**Your objective:**
Copy all of the records below verbatim.

**Stored dataset items:**
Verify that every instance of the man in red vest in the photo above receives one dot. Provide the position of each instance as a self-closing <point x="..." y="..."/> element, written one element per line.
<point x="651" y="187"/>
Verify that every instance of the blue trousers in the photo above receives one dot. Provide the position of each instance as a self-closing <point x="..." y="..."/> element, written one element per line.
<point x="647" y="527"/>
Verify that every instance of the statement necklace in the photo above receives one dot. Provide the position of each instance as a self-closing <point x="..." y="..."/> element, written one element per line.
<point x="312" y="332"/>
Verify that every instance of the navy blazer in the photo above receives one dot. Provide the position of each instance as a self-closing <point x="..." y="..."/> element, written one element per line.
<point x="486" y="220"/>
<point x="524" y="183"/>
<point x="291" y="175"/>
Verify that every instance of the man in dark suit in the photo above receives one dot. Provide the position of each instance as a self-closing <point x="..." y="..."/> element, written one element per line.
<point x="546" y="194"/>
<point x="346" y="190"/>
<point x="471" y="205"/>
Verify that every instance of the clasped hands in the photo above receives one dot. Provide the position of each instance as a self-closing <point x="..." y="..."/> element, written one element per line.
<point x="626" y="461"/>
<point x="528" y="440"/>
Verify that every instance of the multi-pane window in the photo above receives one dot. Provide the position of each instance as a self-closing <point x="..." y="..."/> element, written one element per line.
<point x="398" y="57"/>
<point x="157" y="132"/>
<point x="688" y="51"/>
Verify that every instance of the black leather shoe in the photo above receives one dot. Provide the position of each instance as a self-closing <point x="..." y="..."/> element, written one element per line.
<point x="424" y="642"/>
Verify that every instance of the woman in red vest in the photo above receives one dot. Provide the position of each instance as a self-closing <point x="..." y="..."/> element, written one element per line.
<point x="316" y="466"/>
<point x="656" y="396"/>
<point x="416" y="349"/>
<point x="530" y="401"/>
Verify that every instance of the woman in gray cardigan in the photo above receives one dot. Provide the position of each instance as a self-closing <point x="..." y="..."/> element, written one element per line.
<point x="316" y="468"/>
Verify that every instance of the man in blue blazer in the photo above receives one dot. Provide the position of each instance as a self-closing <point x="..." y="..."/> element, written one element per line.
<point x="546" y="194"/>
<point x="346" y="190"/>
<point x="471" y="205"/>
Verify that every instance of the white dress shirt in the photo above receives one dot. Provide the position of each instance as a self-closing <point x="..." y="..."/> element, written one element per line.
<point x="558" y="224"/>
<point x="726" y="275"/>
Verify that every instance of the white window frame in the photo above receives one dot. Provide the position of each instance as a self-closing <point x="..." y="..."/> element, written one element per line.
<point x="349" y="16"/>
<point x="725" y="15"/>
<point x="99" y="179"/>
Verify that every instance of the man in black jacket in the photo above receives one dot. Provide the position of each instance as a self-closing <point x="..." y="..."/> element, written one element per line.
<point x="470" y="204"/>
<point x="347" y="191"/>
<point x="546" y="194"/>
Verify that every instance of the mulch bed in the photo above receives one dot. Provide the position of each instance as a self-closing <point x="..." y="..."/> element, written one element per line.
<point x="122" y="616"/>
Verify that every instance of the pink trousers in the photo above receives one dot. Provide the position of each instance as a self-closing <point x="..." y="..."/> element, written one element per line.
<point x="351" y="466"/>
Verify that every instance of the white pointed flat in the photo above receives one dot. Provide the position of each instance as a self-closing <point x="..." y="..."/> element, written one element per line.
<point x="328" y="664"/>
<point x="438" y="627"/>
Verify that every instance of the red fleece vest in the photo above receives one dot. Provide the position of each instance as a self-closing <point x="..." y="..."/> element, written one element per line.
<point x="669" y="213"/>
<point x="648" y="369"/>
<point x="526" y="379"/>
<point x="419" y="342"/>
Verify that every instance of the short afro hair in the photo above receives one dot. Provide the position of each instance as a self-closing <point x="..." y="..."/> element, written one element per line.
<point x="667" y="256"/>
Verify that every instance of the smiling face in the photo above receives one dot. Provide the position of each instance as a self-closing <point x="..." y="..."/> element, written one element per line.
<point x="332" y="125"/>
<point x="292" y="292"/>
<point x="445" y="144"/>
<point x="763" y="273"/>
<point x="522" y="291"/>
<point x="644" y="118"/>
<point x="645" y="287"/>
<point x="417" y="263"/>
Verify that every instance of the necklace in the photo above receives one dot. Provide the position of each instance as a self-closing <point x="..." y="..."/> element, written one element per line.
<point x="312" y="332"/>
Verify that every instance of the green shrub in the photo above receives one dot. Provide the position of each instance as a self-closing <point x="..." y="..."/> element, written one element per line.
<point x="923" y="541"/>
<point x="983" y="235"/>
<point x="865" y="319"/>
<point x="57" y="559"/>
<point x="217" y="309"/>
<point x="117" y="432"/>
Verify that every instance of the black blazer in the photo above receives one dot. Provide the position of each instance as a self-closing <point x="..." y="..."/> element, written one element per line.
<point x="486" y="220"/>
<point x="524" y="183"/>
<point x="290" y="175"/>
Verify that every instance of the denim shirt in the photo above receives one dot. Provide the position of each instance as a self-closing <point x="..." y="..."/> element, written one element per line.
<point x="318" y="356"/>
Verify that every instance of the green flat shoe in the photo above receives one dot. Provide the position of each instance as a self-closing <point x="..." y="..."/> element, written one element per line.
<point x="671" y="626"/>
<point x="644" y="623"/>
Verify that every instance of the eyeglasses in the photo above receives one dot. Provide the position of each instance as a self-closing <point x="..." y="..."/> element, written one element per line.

**Solution below:**
Verify that every instance of the man in red vest in the photo above receives one dot. Provide the position of each instance as a self-closing <point x="..." y="..."/> element, written one element per line.
<point x="651" y="187"/>
Verify that every instance of the blue trousers in the photo above receives one dot. Provide the position of each instance as a self-closing <point x="..." y="..."/> element, written one element per line.
<point x="647" y="527"/>
Verify that every instance of the statement necklace in the photo above receives one dot. Provide the position of each instance as a self-closing <point x="..." y="..."/> element, written one element per line.
<point x="312" y="332"/>
Verify that every instance of the navy blazer in the photo above receives one dot. Provide the position of each instance as a self-closing <point x="..." y="..."/> element, written one element per line.
<point x="486" y="220"/>
<point x="524" y="183"/>
<point x="291" y="175"/>
Verify that every instance of the man in dark suit in the photo above receives one dot. Provide the position of each instance as a self-closing <point x="..." y="..."/> element, written one element per line.
<point x="546" y="194"/>
<point x="346" y="190"/>
<point x="471" y="205"/>
Verify that every instance of the clasped hands in the photo above receives one dot. Provide the position of each instance as a self-closing <point x="..." y="..."/> element, written one element per line.
<point x="626" y="461"/>
<point x="528" y="440"/>
Verify that every instance of the multi-pane window in the photo above receives one dot. Provide the position of each instance as a self-closing <point x="..." y="..."/> element, written one element per line.
<point x="398" y="57"/>
<point x="157" y="132"/>
<point x="688" y="51"/>
Verify that every instance of the black leather shoe in the photo above receives one dot. Provide the position of each instance as a self-closing <point x="..." y="..."/> element, written one element per line.
<point x="424" y="642"/>
Verify that every instance of the woman in red vest in the photo above receives one dot. Provide the position of each instance as a self-closing <point x="..." y="..."/> element, written one element per line.
<point x="316" y="466"/>
<point x="656" y="396"/>
<point x="416" y="349"/>
<point x="530" y="401"/>
Verify that every instance of the woman in gray cardigan in the photo above receives one dot. Provide the position of each instance as a self-closing <point x="..." y="..."/> element, written one element per line.
<point x="316" y="468"/>
Verify that every instance of the man in blue blazer in the photo above receives one dot. Provide the position of each instance as a self-closing <point x="..." y="..."/> element, written one element per line.
<point x="546" y="194"/>
<point x="346" y="190"/>
<point x="471" y="205"/>
Verify that every instance of the white dress shirt in the photo above receives one dot. Provide the position of each instance as a self-closing <point x="..." y="..."/> element, written one element per line.
<point x="558" y="224"/>
<point x="726" y="275"/>
Verify that every instance of the white window frame in the photo above receives one dot. Provide the position of each instance as a self-closing <point x="..." y="..."/> element, written one element per line.
<point x="349" y="16"/>
<point x="725" y="15"/>
<point x="99" y="179"/>
Verify that every instance of the man in black jacket in the photo above receives one dot. Provide the position of each instance as a self-closing <point x="..." y="..."/> element, written one element per line.
<point x="470" y="204"/>
<point x="347" y="191"/>
<point x="546" y="194"/>
Verify that every instance of the mulch bed in the photo above receives one dot. Provide the position of each instance as a self-closing <point x="..." y="..."/> element, written one element per line.
<point x="122" y="616"/>
Verify that every instance of the pink trousers in the photo above receives one dot. Provide the position of each instance as a self-closing <point x="..." y="..."/> element, written one element per line.
<point x="351" y="466"/>
Verify that every instance of the white pointed flat in the photo above receives one dot. Provide the position of each instance as a self-closing <point x="..." y="..."/> element, written one element per line.
<point x="328" y="664"/>
<point x="438" y="627"/>
Verify that every instance of the red fleece vest in the photo above receives one dot. Provide the position of each instance as a self-closing <point x="..." y="..."/> element, written one element per line.
<point x="669" y="213"/>
<point x="648" y="369"/>
<point x="526" y="379"/>
<point x="419" y="342"/>
Verify that every instance of the short afro hair in the photo above receives one dot. Provide the position of each instance as a self-closing <point x="..." y="..."/> element, written one element per line.
<point x="667" y="256"/>
Verify that every instance of the smiling face in the photo above receives one dot. Provide the position of each instance as a self-closing <point x="..." y="..."/> element, written one element per line.
<point x="332" y="125"/>
<point x="292" y="292"/>
<point x="445" y="144"/>
<point x="763" y="273"/>
<point x="522" y="291"/>
<point x="644" y="118"/>
<point x="645" y="287"/>
<point x="417" y="263"/>
Verify that every instance of the necklace in the photo above receives one dot. Provide the position of each instance as a self-closing <point x="..." y="..."/> element, written one element per line.
<point x="312" y="332"/>
Verify that every instance of the green shrub in the photo above receives one dot. Provide the position of each instance as a self-closing <point x="..." y="..."/> element, written one element per line.
<point x="923" y="541"/>
<point x="983" y="235"/>
<point x="865" y="319"/>
<point x="57" y="559"/>
<point x="217" y="309"/>
<point x="117" y="432"/>
Verify that every instance of the black blazer in the photo above receives one dot. Provide the position of each instance as a self-closing <point x="..." y="..."/> element, written one element per line.
<point x="486" y="220"/>
<point x="524" y="183"/>
<point x="290" y="175"/>
Verify that every instance of the denim shirt in the photo above receives one dot. Provide the position of each instance as a self-closing <point x="..." y="..."/> element, written one element per line.
<point x="318" y="356"/>
Verify that every instance of the green flat shoe in the photo above receives one dot. Provide the position of each instance as a self-closing <point x="..." y="..."/> element, written one element per line.
<point x="671" y="626"/>
<point x="644" y="623"/>
Verify that every instance of the eyeglasses in the photo above receives one dot. Provide the position of each instance as a self-closing <point x="..." y="..."/> element, written one element per line.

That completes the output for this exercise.